Stored data entries:
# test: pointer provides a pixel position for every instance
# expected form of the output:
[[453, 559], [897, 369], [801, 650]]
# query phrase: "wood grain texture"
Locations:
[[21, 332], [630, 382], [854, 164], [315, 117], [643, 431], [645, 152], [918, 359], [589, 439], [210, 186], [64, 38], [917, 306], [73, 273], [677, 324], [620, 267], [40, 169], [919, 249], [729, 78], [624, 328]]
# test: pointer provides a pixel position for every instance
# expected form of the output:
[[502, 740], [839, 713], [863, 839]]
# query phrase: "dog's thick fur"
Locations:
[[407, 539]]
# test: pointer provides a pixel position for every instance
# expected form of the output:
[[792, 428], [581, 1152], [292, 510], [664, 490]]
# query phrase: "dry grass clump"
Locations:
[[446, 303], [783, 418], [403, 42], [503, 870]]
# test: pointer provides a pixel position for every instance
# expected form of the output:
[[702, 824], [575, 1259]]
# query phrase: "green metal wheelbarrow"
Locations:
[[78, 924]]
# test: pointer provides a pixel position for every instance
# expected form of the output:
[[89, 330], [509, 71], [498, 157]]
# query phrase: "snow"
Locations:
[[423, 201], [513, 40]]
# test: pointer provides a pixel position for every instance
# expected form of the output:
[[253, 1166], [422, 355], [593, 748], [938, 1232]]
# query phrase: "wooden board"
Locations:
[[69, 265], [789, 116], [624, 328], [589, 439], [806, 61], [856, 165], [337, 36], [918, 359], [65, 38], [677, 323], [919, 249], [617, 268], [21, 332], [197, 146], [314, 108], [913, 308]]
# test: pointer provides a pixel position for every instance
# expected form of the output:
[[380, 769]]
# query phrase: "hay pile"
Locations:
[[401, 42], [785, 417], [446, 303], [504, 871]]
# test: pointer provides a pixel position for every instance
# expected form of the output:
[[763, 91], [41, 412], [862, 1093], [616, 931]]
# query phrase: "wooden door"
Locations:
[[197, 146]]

Set task:
Exactly as written, please output every entry.

Answer to the exercise:
# test: pointer provides a pixel position for every instance
# expected form of the output:
[[453, 559], [897, 369], [801, 650]]
# query phrase: "wood grain texture"
Locations:
[[21, 332], [630, 382], [854, 164], [315, 117], [643, 431], [645, 152], [918, 359], [589, 439], [210, 186], [64, 38], [917, 306], [73, 273], [677, 324], [620, 267], [40, 169], [919, 249], [729, 78], [624, 328]]
# test: pointer provides a pixel position for every instance
# expected form of the output:
[[502, 740], [839, 713], [863, 839]]
# query phrase: "dog's thick fur"
Locations:
[[407, 539]]
# test: pointer provides a pixel position for every instance
# expected form of the output:
[[792, 428], [581, 1152], [292, 510], [664, 490]]
# query phrase: "dry grass clump"
Locations:
[[446, 303], [783, 418], [403, 42], [503, 870]]
# test: pointer provides a pixel position for every instance
# expected form of the output:
[[702, 824], [575, 1259]]
# query phrase: "green metal wheelbarrow"
Locations:
[[78, 924]]
# test: pointer provides a pixel position for every instance
# expected form of the output:
[[89, 330], [509, 71], [498, 157]]
# query phrase: "snow"
Locations:
[[423, 201], [513, 40]]
# test: pointer provides a pixel position for every instance
# expected form of the output:
[[253, 1166], [422, 355], [593, 748], [938, 1232]]
# query phrase: "wooden board"
Locations:
[[69, 265], [789, 116], [624, 328], [589, 439], [806, 61], [856, 165], [337, 36], [918, 359], [65, 38], [677, 323], [919, 249], [617, 268], [21, 332], [197, 146], [314, 108], [913, 308]]
# test: pointer provides a pixel position for every instance
# expected form of the output:
[[380, 769]]
# query phrase: "hay pile"
Locations:
[[401, 42], [785, 417], [446, 303], [504, 871]]
# test: pointer provides a pixel position for every instance
# expected form of the output:
[[763, 91], [41, 412], [862, 1093], [616, 931]]
# query phrase: "wooden door"
Locations:
[[197, 146]]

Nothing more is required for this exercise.